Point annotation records
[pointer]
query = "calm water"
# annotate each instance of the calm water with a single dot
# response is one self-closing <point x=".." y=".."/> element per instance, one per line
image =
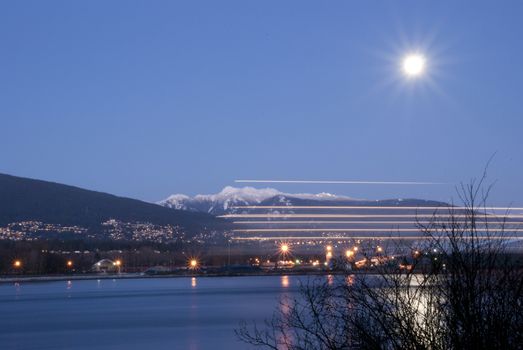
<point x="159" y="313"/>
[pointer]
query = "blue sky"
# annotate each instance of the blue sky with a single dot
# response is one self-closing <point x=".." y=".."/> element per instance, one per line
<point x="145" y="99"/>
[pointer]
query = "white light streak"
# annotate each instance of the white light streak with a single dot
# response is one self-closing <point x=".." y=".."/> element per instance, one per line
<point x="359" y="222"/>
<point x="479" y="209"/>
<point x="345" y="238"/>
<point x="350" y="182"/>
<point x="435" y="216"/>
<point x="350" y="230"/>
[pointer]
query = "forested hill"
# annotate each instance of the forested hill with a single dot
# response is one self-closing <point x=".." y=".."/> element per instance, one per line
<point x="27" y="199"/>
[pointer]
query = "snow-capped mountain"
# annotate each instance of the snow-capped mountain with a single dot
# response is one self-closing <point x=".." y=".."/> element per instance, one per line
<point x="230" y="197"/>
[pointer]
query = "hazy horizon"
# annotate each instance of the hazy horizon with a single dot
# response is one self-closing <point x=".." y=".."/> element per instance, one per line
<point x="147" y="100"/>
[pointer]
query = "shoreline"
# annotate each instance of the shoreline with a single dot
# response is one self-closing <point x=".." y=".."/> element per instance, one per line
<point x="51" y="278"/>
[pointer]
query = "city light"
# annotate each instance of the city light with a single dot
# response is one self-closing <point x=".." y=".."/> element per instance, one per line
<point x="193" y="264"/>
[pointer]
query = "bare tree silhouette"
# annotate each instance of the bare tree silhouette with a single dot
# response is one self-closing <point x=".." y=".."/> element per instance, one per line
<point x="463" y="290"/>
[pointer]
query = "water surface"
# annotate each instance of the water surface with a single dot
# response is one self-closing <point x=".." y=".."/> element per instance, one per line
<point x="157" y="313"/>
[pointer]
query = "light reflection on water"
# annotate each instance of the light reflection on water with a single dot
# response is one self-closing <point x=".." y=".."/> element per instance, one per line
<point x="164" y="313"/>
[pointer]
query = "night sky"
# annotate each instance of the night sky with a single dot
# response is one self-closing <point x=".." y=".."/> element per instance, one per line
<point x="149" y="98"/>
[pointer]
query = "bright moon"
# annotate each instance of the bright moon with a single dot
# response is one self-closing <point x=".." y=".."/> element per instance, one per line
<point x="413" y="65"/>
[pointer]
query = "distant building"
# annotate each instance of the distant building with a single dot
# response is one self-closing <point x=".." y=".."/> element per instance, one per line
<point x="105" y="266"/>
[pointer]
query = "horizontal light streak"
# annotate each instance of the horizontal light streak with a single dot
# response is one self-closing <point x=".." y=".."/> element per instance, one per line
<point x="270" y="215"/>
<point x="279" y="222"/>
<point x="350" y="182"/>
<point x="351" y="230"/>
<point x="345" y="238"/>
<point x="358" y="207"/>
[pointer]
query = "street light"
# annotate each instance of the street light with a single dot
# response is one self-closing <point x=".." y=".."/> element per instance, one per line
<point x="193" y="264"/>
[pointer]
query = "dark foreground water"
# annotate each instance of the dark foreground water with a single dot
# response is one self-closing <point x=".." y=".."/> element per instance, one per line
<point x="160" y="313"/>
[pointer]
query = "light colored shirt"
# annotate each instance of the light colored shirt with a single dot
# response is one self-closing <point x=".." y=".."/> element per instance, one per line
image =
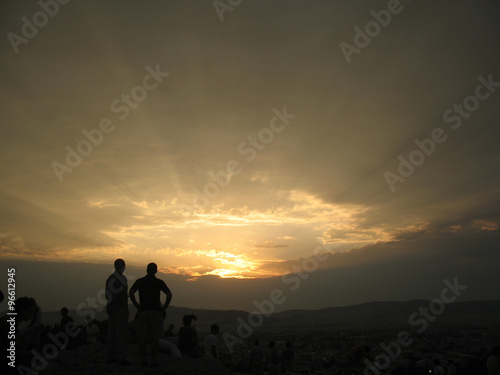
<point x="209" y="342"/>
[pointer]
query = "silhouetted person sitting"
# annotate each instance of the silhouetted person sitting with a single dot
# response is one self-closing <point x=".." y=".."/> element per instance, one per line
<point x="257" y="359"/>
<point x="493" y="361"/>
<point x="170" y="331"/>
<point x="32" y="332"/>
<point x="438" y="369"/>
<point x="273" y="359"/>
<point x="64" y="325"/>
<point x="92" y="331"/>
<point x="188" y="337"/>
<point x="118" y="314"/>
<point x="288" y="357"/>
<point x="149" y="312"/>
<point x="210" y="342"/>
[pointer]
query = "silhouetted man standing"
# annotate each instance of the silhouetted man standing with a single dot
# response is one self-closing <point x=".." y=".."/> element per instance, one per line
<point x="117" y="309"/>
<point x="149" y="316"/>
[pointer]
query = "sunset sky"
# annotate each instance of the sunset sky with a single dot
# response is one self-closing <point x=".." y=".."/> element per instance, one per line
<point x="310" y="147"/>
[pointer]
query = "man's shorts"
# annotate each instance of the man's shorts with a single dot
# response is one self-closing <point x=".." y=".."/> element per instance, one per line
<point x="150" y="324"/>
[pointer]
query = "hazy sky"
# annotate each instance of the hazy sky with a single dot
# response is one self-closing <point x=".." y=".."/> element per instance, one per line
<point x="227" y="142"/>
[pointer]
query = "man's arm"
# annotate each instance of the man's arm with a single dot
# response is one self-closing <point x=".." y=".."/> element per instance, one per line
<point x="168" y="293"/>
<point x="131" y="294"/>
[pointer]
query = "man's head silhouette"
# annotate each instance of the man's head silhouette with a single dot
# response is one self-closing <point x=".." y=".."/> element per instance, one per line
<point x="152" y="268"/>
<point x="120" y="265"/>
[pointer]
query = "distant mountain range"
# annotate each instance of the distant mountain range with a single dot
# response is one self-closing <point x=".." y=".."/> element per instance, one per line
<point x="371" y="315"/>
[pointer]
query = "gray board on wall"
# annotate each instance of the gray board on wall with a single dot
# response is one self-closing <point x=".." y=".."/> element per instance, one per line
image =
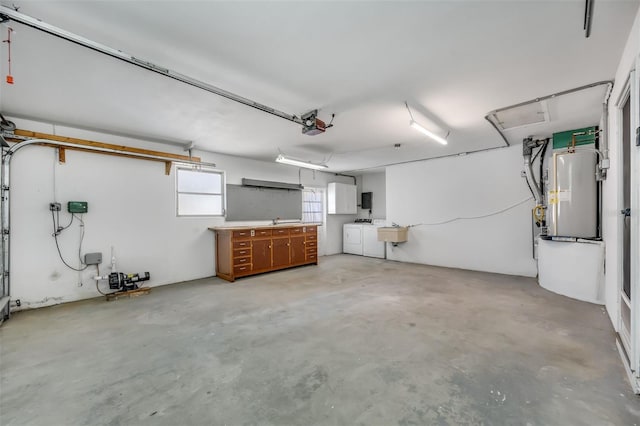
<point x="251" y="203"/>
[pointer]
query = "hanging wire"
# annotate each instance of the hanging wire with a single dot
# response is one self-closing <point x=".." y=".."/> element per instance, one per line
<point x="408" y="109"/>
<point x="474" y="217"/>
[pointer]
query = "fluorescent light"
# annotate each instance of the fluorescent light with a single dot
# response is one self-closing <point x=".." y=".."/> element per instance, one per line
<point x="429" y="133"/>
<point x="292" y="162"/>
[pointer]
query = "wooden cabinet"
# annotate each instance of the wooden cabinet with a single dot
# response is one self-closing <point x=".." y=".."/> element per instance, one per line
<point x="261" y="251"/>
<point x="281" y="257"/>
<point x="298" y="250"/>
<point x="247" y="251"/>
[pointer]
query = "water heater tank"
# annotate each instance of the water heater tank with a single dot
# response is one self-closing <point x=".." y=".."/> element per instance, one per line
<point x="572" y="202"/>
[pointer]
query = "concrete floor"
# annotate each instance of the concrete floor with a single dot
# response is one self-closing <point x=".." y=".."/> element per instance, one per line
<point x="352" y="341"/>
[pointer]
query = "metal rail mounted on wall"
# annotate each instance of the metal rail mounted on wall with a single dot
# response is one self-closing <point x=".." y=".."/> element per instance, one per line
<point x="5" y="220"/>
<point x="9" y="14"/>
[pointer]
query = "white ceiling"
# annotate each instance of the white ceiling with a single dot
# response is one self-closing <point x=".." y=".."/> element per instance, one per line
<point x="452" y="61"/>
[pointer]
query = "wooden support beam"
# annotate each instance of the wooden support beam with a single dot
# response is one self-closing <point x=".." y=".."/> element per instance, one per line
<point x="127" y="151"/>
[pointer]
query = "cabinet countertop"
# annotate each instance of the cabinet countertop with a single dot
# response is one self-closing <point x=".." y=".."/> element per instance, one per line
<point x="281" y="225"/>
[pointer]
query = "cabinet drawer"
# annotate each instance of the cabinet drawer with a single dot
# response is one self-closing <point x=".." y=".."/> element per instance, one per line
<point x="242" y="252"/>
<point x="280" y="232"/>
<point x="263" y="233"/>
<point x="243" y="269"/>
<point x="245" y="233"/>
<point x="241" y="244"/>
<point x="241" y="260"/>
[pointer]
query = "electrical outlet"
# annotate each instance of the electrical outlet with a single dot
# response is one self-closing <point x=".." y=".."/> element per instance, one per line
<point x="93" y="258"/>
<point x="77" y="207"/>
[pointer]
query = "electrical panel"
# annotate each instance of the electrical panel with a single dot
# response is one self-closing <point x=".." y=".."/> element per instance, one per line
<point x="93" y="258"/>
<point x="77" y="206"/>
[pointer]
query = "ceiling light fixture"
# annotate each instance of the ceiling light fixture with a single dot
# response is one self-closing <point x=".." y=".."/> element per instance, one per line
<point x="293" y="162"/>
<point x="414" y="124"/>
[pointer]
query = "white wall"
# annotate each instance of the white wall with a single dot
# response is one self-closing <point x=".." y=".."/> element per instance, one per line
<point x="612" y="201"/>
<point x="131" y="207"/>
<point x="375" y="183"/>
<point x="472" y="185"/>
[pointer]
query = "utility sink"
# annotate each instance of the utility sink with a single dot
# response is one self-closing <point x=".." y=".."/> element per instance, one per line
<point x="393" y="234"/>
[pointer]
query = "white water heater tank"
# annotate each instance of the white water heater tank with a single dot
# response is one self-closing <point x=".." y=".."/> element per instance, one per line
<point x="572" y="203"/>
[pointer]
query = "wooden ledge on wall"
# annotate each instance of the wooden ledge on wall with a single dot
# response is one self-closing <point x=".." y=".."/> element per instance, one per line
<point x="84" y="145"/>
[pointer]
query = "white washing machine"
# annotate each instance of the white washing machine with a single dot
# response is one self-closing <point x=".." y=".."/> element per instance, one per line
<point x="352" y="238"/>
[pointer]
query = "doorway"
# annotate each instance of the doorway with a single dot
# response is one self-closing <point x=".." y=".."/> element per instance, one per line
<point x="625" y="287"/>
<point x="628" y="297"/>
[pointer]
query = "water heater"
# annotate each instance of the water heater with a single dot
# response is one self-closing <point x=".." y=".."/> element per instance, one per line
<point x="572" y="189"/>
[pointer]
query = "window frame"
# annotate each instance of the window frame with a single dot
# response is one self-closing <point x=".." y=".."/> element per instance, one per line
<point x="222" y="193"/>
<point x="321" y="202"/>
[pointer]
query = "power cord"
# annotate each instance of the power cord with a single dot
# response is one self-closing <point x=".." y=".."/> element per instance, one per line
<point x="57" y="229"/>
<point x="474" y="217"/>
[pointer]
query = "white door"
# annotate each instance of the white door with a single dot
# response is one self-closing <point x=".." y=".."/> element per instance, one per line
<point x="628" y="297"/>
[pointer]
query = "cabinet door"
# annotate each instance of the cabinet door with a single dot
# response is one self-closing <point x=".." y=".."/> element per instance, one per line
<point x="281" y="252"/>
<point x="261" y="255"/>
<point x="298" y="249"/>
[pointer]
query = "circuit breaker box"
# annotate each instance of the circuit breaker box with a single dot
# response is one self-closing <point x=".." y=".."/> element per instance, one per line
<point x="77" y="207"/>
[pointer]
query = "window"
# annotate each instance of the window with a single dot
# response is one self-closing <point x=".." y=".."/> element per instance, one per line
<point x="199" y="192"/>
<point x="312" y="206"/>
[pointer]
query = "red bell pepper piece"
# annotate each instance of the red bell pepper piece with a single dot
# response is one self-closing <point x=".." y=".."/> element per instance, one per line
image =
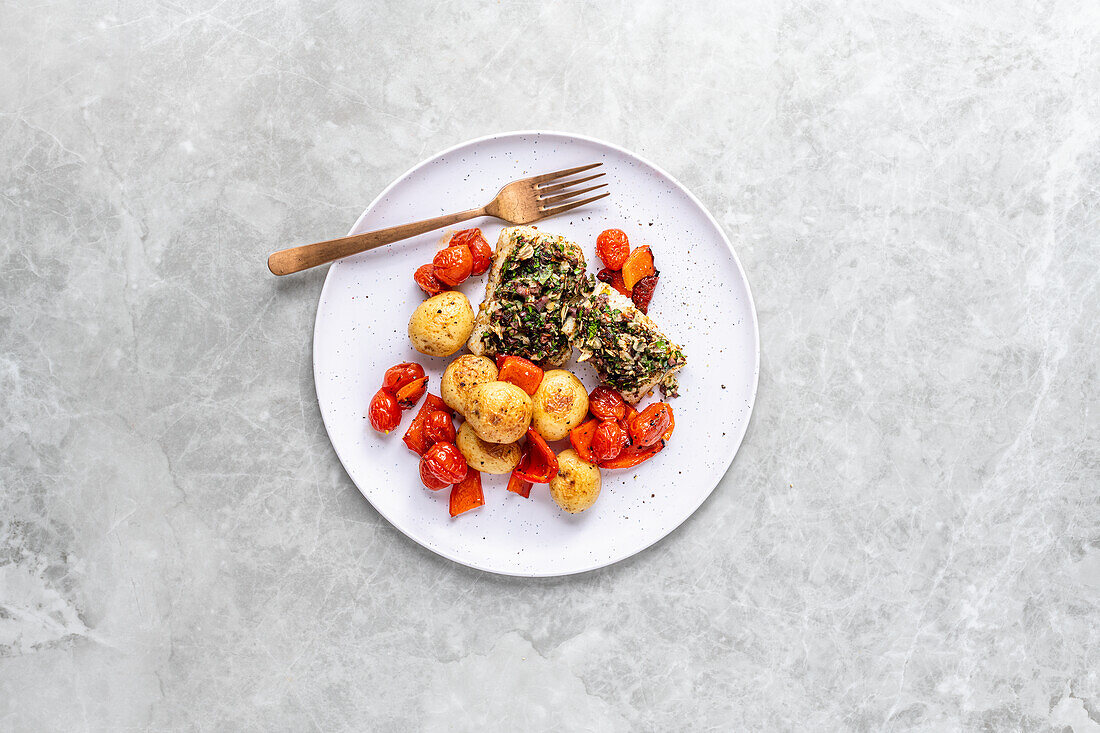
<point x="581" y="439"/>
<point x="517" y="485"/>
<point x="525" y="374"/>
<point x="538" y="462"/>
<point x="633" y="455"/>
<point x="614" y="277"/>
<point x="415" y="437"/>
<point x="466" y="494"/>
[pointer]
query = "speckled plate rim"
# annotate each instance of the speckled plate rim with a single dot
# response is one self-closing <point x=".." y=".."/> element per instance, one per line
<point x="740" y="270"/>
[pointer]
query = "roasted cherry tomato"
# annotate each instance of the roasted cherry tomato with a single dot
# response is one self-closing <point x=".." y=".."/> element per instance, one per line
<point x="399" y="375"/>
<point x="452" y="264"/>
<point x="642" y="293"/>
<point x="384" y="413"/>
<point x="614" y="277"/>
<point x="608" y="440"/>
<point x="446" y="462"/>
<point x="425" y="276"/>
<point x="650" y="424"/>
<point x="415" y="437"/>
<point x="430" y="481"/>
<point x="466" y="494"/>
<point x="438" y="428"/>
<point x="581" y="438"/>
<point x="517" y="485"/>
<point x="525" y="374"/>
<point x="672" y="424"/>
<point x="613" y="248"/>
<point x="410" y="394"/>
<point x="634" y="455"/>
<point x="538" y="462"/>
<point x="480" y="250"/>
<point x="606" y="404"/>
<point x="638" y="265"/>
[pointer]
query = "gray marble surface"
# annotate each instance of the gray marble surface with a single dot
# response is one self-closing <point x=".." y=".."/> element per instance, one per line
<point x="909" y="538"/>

### Problem to work on
State how many of the lines above contain the word "forested", and reply with the number alone.

### Correct result
2